_Page text_
Despite numerous setbacks, Africa is rising

In 2013, the International Monetary Fund and the World Bank gave a glowing account of African countries like Rwanda, Mozambique, Kenya, Ethiopia and Ghana that were enjoying an economic boom even as most European countries struggled in the wake of the 2008/09 economic crisis. In fact, Africa was the fastest growing continent in the world.

War, famine and dictators have become rarer, declared The Economist.

The human development index showed that the continent had made huge leaps: secondary school enrolment had grown by 20 per cent between 2000-2008; deaths from malaria had dropped by a third; life expectancy had improved with most people set to celebrate their 50th, if not, 60th birthday; child mortality rates had dropped significantly; discoveries of pricey natural resources like oil buried underneath the Dark Continent, put the icing on the cake.

Life to many, according to economic would get better. Across the continent the right things were being done: Foreign Direct Investment had grown from $15 billion in 2002 by 300 per cent in 2012; mobile phone penetration was like no other on the world. There were many phones on the hands of most Africans than anywhere in the world; democracy was flourishing and more countries held elections that could be considered freer and fair than at any time.

It was with the prospects of Africa becoming the next financial giant that the term ‘Africa Rising’ came up. With Africa rising, the general expectation was that more of the desperate millions on the continent would move up the social ladder into the working middle class, thus leaving behind images and memories of depravation, desolation, diseases and death as a consequence of poverty.

Alas that seems not to be case.

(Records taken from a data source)
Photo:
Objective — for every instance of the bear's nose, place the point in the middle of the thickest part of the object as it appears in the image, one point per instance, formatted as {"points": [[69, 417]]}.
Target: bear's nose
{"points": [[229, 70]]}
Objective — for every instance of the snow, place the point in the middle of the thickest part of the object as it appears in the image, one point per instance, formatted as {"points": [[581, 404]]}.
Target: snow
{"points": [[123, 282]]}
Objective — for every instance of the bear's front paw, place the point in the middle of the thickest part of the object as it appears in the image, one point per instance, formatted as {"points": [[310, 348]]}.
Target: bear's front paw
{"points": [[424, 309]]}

...

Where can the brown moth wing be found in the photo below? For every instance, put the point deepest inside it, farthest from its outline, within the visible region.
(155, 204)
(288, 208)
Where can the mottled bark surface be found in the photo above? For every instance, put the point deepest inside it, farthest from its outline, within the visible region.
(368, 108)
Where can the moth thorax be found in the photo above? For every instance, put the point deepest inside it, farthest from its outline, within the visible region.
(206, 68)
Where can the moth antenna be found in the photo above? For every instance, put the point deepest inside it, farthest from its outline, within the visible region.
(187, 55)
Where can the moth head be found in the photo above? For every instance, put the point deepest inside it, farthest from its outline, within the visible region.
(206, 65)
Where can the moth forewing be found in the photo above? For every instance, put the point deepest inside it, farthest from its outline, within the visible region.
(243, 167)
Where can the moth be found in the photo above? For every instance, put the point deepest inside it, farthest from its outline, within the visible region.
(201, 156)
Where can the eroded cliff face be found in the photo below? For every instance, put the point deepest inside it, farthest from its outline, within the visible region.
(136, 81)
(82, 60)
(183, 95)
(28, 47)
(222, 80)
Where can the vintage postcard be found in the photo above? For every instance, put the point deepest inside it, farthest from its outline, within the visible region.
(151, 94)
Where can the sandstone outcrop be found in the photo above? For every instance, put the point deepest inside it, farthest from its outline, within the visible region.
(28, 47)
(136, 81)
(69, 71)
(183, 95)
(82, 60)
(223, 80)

_Instructions for the task_
Duplicate a passage from the article on Africa rising, starting at the words "Life to many, according" and stopping after the words "at any time.". Nothing in the data matters for this.

_Task response_
Life to many, according to economic would get better. Across the continent the right things were being done: Foreign Direct Investment had grown from $15 billion in 2002 by 300 per cent in 2012; mobile phone penetration was like no other on the world. There were many phones on the hands of most Africans than anywhere in the world; democracy was flourishing and more countries held elections that could be considered freer and fair than at any time.